◆ Parts of the exercise
a) Copy out the toy write-up from "These toys were" to "date (don't ask!).".
b) In the toy write-up, what was the commercial slogan for Weebles?

COOLEST TOYS EVER
Now these things were the coolest. All kinds of robots, big and small, were available that you could mix and match and make into all kinds of other new robots. They even spawned a pretty cool Marvel Comic with gorgeous art from Michael Golden. They're pretty cheap on eBay (the comics) and I highly recommend reading them if you ever get a chance. My favorite was issue #7 where they fought the Man-Thing. They were really tiny, you see, so it was extra cool to see them fighting this giant sized Man-Thing. I haven't seen a giant sized Man-Thing that was that scary since John Holmes died.
These little egg-shaped dudes were pretty fun. The commercial slogan was "Weebles Wobble but They Don't Fall Down." I took this as a personal challenge, however. Due to their weighted bottom, they would pop back up if you knocked them over, so I would get out a hammer and smash them to pieces while screaming, "Stay down, BITCH! STAY THE FUCK DOWN!" My parents never bought me Weebles again after that, or let me play with other children, for that matter.
My dad once told me that he spent hours on an Etch-A-Sketch drawing with the tiny lines until all the silver-dust was gone and you could see the inside. This spoiled using these toys for me, as I always felt it was my duty to color the whole screen black instead of actually drawing pictures with it.
These toys were awesome. You'd pop Evel and his cycle on his launching pad, rev up the crank on the side, and then he'd go zooming down your driveway and crash into a broken heap, just like the real Evel Knievel. I heard Evel talking on Jim Rome's radio show about his jump over Snake River Canyon, and he said he figured he only had a 50% chance of survival. When Rome asked why he'd do something with such risky odds, Evel replied, "Do you know who I am?" Though the toys were kick-ass, the doll itself was pretty shitty, as his body was made with pipe cleaner wire covered with shitty rubber, just like my high school prom date (don't ask!).

◆ Raw data
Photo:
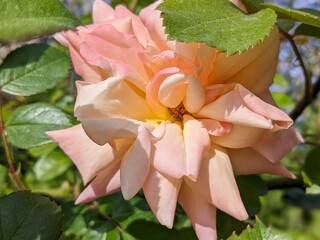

◆ Task-by-task outputs
a)
These toys were awesome. You'd pop Evel and his cycle on his launching pad, rev up the crank on the side, and then he'd go zooming down your driveway and crash into a broken heap, just like the real Evel Knievel. I heard Evel talking on Jim Rome's radio show about his jump over Snake River Canyon, and he said he figured he only had a 50% chance of survival. When Rome asked why he'd do something with such risky odds, Evel replied, "Do you know who I am?" Though the toys were kick-ass, the doll itself was pretty shitty, as his body was made with pipe cleaner wire covered with shitty rubber, just like my high school prom date (don't ask!).

b) "Weebles Wobble but They Don't Fall Down."